#### Some records:
***
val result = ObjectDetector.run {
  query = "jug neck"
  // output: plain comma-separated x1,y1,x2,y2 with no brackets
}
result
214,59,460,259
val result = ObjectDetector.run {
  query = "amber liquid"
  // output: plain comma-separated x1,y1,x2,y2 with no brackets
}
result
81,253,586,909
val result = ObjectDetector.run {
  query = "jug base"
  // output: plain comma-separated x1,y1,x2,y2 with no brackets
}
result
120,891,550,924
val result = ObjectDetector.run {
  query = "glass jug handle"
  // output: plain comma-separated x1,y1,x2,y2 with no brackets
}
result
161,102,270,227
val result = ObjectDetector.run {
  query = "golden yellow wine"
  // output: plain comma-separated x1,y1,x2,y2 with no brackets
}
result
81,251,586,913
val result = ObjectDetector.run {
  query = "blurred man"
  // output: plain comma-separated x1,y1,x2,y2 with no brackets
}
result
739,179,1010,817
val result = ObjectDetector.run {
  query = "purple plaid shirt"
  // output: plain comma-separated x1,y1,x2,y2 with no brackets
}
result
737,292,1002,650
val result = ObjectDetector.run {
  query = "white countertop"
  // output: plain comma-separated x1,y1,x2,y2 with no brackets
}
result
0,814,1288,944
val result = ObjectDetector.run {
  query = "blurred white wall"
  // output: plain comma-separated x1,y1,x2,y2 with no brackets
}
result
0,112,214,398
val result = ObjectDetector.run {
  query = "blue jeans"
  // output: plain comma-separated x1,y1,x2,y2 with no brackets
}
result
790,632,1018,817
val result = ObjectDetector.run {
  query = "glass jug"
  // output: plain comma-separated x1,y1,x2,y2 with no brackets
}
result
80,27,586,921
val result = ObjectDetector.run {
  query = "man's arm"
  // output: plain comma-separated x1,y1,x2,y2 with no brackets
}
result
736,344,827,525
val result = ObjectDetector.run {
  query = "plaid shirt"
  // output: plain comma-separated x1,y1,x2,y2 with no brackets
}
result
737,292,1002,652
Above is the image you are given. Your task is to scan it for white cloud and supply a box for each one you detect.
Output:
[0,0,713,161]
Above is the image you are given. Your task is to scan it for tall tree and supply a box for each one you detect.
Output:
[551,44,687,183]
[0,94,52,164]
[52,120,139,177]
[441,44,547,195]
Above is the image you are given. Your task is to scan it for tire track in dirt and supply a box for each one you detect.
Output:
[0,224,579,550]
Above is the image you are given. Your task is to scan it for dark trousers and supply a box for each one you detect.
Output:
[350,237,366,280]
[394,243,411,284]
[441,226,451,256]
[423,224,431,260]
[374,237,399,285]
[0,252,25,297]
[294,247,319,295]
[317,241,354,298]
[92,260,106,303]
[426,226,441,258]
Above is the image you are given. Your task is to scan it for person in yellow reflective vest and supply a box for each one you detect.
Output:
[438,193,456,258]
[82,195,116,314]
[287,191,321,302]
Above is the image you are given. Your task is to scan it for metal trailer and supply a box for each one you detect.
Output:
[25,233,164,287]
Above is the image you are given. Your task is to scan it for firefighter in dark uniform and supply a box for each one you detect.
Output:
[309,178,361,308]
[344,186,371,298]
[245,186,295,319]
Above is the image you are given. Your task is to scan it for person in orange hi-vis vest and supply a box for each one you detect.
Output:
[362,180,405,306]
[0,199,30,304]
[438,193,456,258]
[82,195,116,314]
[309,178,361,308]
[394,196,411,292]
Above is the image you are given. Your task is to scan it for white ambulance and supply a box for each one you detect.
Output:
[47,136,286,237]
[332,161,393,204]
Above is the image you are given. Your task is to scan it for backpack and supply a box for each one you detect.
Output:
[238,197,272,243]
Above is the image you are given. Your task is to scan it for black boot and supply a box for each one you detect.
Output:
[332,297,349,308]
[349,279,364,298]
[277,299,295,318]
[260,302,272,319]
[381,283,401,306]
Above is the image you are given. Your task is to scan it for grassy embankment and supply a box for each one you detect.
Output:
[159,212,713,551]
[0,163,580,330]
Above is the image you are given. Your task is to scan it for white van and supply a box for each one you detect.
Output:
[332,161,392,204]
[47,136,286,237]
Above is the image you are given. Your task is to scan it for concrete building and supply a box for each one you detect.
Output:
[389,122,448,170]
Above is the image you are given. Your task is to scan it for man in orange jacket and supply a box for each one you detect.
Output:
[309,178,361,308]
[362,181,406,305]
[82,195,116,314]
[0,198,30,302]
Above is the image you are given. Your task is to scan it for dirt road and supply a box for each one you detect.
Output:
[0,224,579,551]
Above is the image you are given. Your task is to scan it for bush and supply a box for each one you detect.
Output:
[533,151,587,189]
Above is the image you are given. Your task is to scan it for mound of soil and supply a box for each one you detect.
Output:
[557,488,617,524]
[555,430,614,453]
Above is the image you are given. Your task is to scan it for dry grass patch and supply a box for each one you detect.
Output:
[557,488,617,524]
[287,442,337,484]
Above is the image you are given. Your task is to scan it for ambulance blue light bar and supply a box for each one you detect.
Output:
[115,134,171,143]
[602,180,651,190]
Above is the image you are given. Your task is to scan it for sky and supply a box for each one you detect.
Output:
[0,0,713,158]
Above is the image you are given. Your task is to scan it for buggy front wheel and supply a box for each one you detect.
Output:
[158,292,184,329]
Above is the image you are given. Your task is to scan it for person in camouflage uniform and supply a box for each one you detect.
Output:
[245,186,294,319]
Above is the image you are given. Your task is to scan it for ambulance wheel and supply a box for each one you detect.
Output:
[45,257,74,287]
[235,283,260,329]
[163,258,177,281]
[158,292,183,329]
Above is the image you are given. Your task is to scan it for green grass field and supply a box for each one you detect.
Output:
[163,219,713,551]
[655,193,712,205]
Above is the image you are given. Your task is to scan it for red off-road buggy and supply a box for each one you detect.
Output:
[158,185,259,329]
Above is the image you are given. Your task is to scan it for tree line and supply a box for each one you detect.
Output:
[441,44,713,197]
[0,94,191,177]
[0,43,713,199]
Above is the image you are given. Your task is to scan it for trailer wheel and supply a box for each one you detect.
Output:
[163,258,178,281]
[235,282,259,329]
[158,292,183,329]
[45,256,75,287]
***
#### AIM OF THE TASK:
Identify every line of the material above that contains the string "plaid", matching case, and copy each of those lines in full.

#### SOLVED PROBLEM:
  query = "purple plaid shirt"
  query = "plaid shirt"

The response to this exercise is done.